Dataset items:
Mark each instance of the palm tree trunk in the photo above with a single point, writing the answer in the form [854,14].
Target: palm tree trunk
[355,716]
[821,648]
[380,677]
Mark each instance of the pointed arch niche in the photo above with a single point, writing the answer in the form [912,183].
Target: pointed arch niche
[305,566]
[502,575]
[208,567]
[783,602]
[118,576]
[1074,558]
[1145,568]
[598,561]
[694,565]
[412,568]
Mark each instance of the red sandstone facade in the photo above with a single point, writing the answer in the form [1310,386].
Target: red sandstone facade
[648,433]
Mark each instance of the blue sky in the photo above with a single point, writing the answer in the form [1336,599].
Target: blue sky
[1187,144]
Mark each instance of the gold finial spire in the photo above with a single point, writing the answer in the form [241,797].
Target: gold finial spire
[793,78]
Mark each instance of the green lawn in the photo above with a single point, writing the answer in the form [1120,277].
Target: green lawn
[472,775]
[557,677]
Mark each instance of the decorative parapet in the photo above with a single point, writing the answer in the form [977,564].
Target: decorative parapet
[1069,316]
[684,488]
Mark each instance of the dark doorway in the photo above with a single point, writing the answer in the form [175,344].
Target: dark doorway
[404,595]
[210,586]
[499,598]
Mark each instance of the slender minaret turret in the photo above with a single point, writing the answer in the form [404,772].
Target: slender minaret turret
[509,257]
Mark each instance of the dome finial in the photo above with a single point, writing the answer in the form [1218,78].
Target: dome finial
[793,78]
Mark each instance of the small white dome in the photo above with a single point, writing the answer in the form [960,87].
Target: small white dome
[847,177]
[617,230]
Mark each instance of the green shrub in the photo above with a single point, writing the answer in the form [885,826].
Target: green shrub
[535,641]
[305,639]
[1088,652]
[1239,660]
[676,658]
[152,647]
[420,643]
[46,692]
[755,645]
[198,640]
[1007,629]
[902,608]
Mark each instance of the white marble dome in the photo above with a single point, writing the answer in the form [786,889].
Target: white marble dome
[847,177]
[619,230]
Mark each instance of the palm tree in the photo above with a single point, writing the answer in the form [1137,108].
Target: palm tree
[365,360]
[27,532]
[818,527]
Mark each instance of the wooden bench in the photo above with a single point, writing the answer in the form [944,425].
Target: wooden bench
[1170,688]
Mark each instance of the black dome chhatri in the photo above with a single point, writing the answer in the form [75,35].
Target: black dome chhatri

__WHAT TO WORK ON__:
Scan the lines above, and whenever one holds the string "chhatri", copy it.

__RESPONSE TO THE EXERCISE__:
Mark each instance of the black dome chhatri in the photo above with a single point, writing the answer in the form [75,35].
Target: black dome chhatri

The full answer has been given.